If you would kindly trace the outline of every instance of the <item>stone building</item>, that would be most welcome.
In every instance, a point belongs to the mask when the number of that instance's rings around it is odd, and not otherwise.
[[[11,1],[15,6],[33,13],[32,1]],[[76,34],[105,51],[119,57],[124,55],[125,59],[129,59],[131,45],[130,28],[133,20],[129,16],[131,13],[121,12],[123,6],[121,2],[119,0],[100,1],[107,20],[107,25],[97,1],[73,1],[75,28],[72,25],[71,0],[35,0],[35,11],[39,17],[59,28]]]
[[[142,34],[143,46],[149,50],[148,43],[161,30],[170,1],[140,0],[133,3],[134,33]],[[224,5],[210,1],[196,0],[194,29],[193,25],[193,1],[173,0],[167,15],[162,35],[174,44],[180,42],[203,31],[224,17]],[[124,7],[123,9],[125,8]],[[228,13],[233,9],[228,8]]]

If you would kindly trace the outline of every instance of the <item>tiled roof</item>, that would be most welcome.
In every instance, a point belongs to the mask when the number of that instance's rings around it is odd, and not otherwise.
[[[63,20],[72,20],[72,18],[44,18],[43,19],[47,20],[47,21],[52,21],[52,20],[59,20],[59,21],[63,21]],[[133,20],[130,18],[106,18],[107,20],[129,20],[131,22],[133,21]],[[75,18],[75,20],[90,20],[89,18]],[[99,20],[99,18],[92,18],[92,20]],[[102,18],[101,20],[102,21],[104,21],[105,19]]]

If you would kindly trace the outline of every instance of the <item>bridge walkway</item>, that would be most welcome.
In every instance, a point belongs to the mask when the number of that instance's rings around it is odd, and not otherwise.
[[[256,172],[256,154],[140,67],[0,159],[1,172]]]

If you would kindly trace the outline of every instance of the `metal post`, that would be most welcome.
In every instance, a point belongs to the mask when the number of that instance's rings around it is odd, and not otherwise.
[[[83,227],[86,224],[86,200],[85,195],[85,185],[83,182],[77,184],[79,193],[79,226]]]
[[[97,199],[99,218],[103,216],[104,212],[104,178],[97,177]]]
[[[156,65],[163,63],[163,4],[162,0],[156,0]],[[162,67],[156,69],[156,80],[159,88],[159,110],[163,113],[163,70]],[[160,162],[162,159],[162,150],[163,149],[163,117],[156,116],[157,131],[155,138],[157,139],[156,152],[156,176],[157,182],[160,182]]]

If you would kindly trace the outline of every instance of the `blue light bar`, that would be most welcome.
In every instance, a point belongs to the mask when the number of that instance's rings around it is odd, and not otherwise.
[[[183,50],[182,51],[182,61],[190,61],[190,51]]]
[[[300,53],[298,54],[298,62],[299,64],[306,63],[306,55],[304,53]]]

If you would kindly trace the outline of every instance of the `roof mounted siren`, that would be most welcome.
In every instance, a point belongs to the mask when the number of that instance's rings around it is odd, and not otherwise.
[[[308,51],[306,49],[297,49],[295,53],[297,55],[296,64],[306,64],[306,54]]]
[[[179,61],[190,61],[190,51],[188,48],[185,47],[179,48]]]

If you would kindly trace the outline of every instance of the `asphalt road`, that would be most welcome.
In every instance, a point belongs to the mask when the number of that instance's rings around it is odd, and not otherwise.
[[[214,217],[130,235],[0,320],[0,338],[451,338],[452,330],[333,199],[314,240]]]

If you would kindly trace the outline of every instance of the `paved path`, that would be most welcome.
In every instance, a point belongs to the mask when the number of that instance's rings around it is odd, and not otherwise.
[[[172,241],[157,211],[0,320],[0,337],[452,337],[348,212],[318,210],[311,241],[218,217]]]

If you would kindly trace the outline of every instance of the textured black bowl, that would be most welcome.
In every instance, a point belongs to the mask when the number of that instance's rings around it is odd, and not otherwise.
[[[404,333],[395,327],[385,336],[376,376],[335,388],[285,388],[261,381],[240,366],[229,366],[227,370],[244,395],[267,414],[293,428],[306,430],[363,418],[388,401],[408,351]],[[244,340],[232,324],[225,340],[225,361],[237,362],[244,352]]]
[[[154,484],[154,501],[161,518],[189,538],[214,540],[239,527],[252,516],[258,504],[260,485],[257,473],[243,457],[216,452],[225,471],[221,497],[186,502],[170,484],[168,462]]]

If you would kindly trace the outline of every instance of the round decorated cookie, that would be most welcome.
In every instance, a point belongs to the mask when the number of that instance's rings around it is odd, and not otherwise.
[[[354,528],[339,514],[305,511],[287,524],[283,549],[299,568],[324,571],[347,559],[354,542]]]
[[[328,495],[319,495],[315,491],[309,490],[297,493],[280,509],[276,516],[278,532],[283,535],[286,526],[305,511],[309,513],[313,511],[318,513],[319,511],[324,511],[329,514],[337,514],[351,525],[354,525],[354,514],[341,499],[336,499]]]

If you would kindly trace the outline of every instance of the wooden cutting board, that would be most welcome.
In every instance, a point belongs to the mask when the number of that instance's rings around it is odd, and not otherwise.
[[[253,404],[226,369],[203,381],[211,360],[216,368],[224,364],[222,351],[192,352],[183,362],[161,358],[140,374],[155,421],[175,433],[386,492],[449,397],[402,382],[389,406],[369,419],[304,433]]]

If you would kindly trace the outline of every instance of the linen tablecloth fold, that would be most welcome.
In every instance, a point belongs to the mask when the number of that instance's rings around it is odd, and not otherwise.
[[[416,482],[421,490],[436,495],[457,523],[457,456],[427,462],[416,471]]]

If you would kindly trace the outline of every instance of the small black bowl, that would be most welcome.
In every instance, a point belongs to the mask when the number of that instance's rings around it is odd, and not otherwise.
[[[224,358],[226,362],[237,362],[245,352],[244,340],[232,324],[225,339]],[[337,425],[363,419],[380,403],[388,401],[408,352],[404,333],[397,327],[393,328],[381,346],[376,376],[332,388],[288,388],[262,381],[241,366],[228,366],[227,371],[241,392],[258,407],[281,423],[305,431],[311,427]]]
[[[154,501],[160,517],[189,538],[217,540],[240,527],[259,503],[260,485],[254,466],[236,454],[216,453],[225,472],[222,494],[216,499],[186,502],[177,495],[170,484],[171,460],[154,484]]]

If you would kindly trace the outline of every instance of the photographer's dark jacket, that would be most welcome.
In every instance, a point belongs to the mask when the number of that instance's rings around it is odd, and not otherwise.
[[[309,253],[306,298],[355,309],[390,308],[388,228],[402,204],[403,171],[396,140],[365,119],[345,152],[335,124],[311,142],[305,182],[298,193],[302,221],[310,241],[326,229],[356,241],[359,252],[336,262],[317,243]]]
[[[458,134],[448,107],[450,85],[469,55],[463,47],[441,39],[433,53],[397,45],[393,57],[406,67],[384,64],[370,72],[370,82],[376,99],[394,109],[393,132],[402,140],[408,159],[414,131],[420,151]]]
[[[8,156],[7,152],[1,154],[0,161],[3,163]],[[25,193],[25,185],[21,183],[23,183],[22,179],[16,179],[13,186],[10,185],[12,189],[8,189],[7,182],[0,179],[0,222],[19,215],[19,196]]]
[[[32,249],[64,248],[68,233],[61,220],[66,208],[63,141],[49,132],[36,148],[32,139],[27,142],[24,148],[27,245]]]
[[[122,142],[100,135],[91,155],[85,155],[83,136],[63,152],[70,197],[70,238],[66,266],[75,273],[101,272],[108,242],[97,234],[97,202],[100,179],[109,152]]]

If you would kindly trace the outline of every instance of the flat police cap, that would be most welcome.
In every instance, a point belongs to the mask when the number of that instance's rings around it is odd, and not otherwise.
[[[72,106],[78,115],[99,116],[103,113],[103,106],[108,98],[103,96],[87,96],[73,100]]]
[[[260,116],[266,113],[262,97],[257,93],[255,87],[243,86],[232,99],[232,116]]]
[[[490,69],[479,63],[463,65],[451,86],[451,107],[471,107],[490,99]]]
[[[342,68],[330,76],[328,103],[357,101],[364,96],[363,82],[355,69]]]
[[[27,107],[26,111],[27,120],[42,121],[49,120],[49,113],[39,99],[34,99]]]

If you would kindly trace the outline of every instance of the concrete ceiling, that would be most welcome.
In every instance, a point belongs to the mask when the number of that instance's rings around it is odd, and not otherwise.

※

* [REQUIREMENTS]: Convert the entries above into a numbered list, one line per number, starting with the first line and going on through the line that contains "[[[256,172],[256,154],[140,67],[0,159],[1,172]]]". Leave out the blank lines.

* [SOLUTION FOR THIS TASK]:
1. If you would kindly trace the outline of every instance of the <item>stone building</item>, that would be most welcome.
2. In every instance, a point belongs to the mask when the number of that instance's rings around it is odd, and not otherwise.
3. [[[11,1],[15,6],[33,13],[32,1]],[[76,34],[105,51],[119,57],[124,55],[125,59],[129,59],[131,45],[130,28],[133,20],[129,16],[131,13],[121,12],[123,6],[121,2],[119,0],[100,1],[107,20],[107,25],[97,1],[73,1],[75,28],[72,25],[71,0],[35,0],[35,11],[39,17],[59,28]]]
4. [[[142,34],[143,46],[149,50],[148,43],[161,30],[170,1],[140,0],[133,3],[134,33]],[[224,5],[210,1],[196,0],[194,29],[193,25],[193,1],[173,0],[167,15],[162,35],[174,44],[180,42],[203,31],[224,17]],[[124,7],[123,9],[125,8]],[[228,13],[233,9],[228,8]]]
5. If you would kindly trace the outline of every instance of the <item>tiled roof</item>, that would be most welcome.
6. In every instance, a point belongs to the mask when the number of that instance's rings around it is odd, and not otherwise.
7. [[[63,20],[72,20],[72,18],[44,18],[43,19],[47,20],[47,21],[52,21],[52,20],[59,20],[59,21],[63,21]],[[133,20],[130,18],[106,18],[107,20],[129,20],[131,22],[133,21]],[[75,18],[75,20],[90,20],[89,18]],[[99,20],[99,18],[92,18],[92,20]],[[102,18],[101,20],[102,21],[104,21],[105,19]]]
8. If you would kindly trace the outline of every instance of the <item>bridge walkway</item>, that would be most welcome.
9. In every instance, a point belongs to the mask when the number of that instance's rings around it is odd, and not otherwise.
10. [[[256,172],[256,154],[140,67],[0,159],[1,172]]]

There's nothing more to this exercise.